PASSAGE GIVEN =
===============

# Do-It-Yourself Flash Diffusers & Flash Bouncers



## Guido44

I'm making several of these tonight:
 Lumiquest 

Here's a couple more Links:

DIY Diffuser

DIY Foam Flash Bouncer

Template you can print and Cut out.

I made the last one on the list in about 1/2 hour.
I bought the materials at Hobby Lobby. 

1. Velcro 
2. Foam Sheets (12 X 18) 3mm thick - 99 cents each

I'm cutting the foam sheets with house hold scissors. Piece of cake.

Dan


----------



## musicaleCA

I'll be honest; the yogurt container would concern me. The possible colour casting from the inks on the outside and plastic; but hey, I'm as anal as I can be about that kind of thing. The rest though: Cool beans.


----------



## Guido44

I just making the diffusers with the foam sheets.

The yogurt container is way too "homemade" looking.

I may try and make THIS ONE from some mat board material that I bought a while back, and a piece of transparent cloth. If I make it out of a stiff material, maybe I can slide it into the shoe mount. ?  Maybe. Being careful not to damage the shoe connections of course.

I'll post a video or some pics later.

Dan


----------



## musicaleCA

Looking forward to it.


----------



## Guido44

OK
I put together one large diffuser tonight and took a few photos. Ironically, the quality of the photos is poor, but I'm running out of time tonight.
 These were very very easy to make. I'm debating a little whether or not to add another black layer of foam to the back, but I don't think it's necessary.


----------

===============

DATA SHOWN =
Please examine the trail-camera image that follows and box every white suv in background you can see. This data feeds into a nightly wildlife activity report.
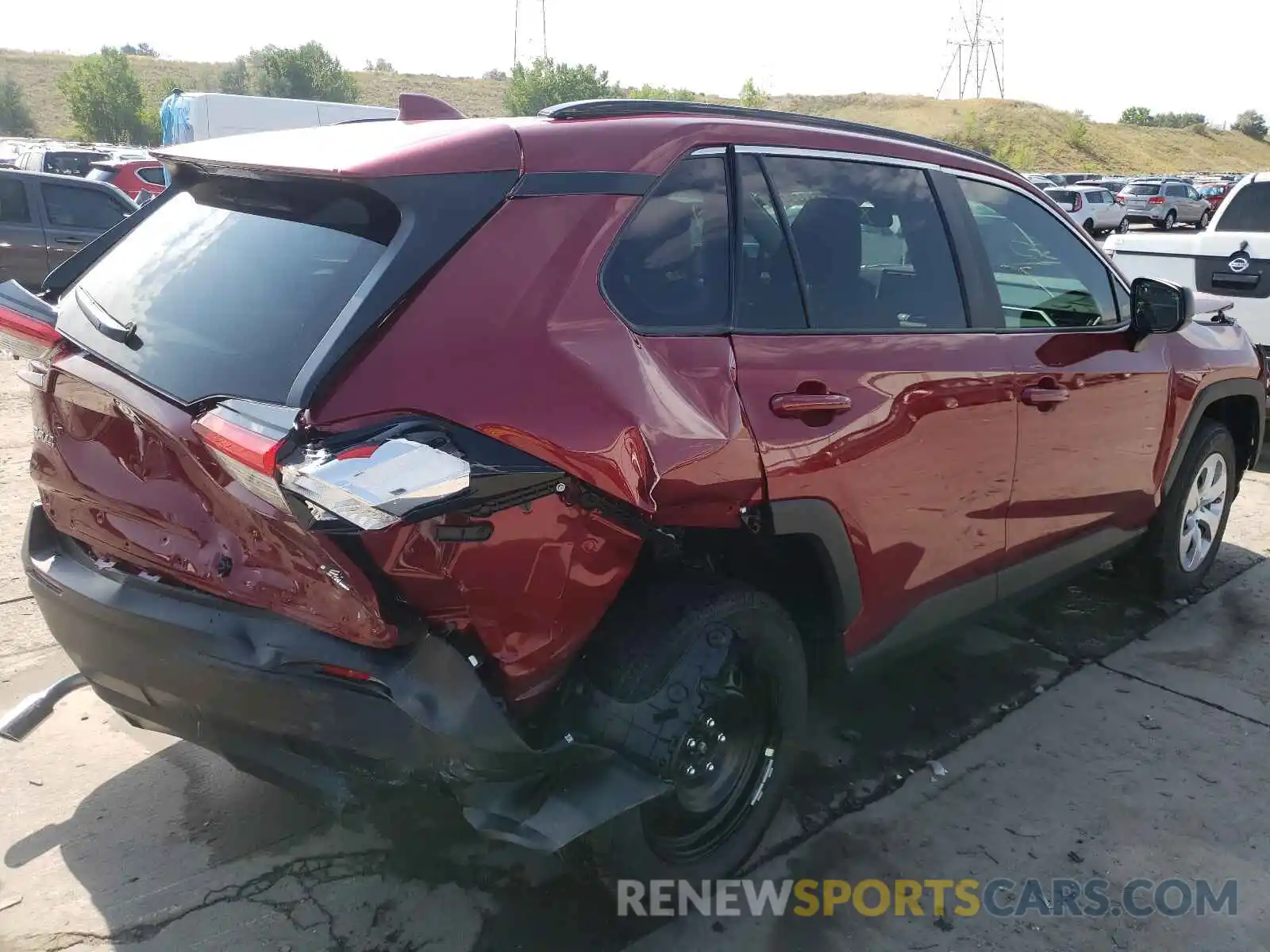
[1045,186,1129,236]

===============

Write out everything in the thread on homemade flash diffusers from "Here's a couple" down to "at Hobby Lobby.", keeping every word and mark unchanged.

Here's a couple more Links:

DIY Diffuser

DIY Foam Flash Bouncer

Template you can print and Cut out.

I made the last one on the list in about 1/2 hour.
I bought the materials at Hobby Lobby.